Haarsträubende Geschichten

chip-kaufberatungWer sich vor windigen Willis und schraubenden Siggis schützen will, sollte nicht alles glauben, was in bunten Werbebeilagen steht. Mit solchen Discount-Hallodris muß der Kunde überall rechnen – selbst in Läden, die vor ihnen warnen.

Sein Hemd ist bunt, seine Weste auffallend weiß. Heller Borsalino und dunkle Brille verleihen ihm einen mafiösen Touch. Er beweist seine „Kompudenz“ durch die Art, wie er Computer „kontifugiert“: Willi Windig, Zerrbild des deutschen Computerhändlers, ist sogar zu dämlich, seine Kunden nach Strich und Faden übers Ohr zu hauen. Sein Kumpan Siggi Schrauber ist keinen Deut vertrauenswürdiger.

Die derben Späße, die sich die Werbeagentur des Großdiscounters Escom seit Juli mit der Konkurrenz erlaubt, lenken die Aufmerksamkeit der PC-Branche wieder auf Themen, die vor lauter Preiskampf schon vergessen schienen: Beratung. Qualität und Service. Freilich bringt das Heppenheimer Unternehmen diese Themen nicht aus Gründen des Verbraucherschutzes aufs Tapet. sondern um damit Geld zu verdienen. Gegen Gebühr fahren Techniker zum Kunden, um dort zu installieren, instruieren, reparieren. Marktführer Vobis mußte gleichziehen.

Zeitlich hätte Escom die Attacke nicht besser landen können. Als die erste Zeitungsbeilage mit den beiden zwielichtigen Gestalten erschien. war jener Vobis-„Denkzettel“ gerade zwei Tage alt, auf dessen Titelseite die Firmengründer Theo Lieven und Rainer Fraling mit betont seriöser Miene von einem expressionistischen Ölschinken blickten.

Erfahrungen einer Testperson

Doch hat sich Escom-Chef Manfred Schmitt das richtige Angriffsziel für seine Kampagne ausgesucht? Geht der Schuß vielleicht sogar nach hinten los? Wir machen die Probe aufs Exempel. Als Interessentin schickten wir eine Frau vor, die angeblich ein Schreibbüro einrichten will und in puncto Computer überhaupt nicht up to date ist. „Unsere Geräte sind standardmäßig mit ’ner 170-Mäcbyte-Festplatte ausgestattet“, konfrontiert der Verkäufer eines Münchner Vobis-Ladens seine Kundin prompt mit einer neuen Maßeinheit für Massenspeicher. Dabei gibt es einen Mäc (-intosh) hier doch gar nicht zu kaufen.

____________

■ **AUFGABENSTELLUNG A**:
Ermitteln Sie, in wie vielen Zeilen der Einträge unten die Zeichenfolge „platform“ vorkommt, und nennen Sie nur diese Zahl. Groß- und Kleinschreibung sind dabei zu beachten.

■ **EINTRÄGE ZUR ÜBUNG**:
____________

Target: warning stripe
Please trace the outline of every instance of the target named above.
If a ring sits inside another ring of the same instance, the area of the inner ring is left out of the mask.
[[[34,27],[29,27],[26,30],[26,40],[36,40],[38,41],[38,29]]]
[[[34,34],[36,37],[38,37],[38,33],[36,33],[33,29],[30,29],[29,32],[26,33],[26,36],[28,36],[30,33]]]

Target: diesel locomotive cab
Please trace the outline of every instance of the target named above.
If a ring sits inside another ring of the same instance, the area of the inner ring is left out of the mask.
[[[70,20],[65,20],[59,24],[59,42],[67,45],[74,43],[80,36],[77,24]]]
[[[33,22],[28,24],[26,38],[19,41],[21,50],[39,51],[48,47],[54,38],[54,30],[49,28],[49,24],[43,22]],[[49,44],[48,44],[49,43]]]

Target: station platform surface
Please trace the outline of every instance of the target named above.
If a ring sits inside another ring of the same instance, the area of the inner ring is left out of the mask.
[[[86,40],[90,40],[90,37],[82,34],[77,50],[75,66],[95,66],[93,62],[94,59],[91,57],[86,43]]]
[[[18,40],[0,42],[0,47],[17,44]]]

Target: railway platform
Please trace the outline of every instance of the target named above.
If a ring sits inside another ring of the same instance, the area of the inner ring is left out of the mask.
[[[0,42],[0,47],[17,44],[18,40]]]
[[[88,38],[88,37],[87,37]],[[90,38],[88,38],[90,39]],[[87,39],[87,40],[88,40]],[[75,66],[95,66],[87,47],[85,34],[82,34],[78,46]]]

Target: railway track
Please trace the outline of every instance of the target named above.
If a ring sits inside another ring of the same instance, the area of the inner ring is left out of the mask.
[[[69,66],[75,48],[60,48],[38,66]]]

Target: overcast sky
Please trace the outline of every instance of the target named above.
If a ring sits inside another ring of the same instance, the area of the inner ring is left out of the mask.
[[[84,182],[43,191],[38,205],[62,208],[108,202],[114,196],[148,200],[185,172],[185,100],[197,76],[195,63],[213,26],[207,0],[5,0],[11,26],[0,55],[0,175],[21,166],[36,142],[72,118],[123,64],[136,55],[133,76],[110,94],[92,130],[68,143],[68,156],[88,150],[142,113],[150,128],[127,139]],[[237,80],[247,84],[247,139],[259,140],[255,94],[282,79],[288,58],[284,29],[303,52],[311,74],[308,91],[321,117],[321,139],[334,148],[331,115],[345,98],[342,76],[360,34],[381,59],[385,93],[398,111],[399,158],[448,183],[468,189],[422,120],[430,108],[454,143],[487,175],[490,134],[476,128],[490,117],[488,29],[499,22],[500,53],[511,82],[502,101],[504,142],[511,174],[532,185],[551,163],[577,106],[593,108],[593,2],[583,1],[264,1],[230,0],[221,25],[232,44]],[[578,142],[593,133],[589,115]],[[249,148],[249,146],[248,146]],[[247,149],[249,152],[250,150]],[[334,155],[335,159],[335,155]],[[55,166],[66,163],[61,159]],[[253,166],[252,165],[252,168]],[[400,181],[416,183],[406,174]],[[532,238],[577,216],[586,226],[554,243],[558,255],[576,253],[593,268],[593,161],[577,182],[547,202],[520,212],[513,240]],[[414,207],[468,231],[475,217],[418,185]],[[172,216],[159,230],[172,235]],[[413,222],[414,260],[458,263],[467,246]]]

____________

■ **AUFGABENSTELLUNG B**:
Schreiben Sie den Artikel über die Escom-Werbekampagne und den Testkauf bei Vobis weiter, und zwar im Anschluss an seinen letzten Satz.

■ **LÖSUNG A**:
2

■ **LÖSUNG B**:
Das Beratungsgespräch könnte Gerhard Polt als Sketchvorlage dienen. Ein nachdenkliches „Mmmh… Mmmh… Mmmh…“ ist das einzige. was der Mann hinter der Theke unaufgefordert von sich gibt. Der Vobist versucht nicht einmal, die Initiative zu ergreifen und ein echtes Verkaufsgespräch zu führen. Statt dessen zieht er sich wiederholt mit einem Jein aus der Affäre. wenn er Tacheles reden soll. Die Hardwareentscheidung beeinflußt er fast gar nicht, nur mit Microsoft Office als Softwarebündel wähnt er sich auf der sicheren Seite.

Zum Schluß läßt sich der Thekenamateur gerade noch entlocken. daß im Fall der Fälle die Reparaturzeit „zwischen drei Minuten und drei Wochen“ liegen dürfte. Daß Vobis neuerdings für 249 Mark einen 24-Stunden- vor-Ort-Service im Sortiment hat. scheint er nicht zu wissen. Leihgeräte? Gibt’s „je nachdem“. Einen Pudding an die Wand nageln ist leichter, als diese Filiale mit dem Gefühl zu verlassen, beraten worden zu sein.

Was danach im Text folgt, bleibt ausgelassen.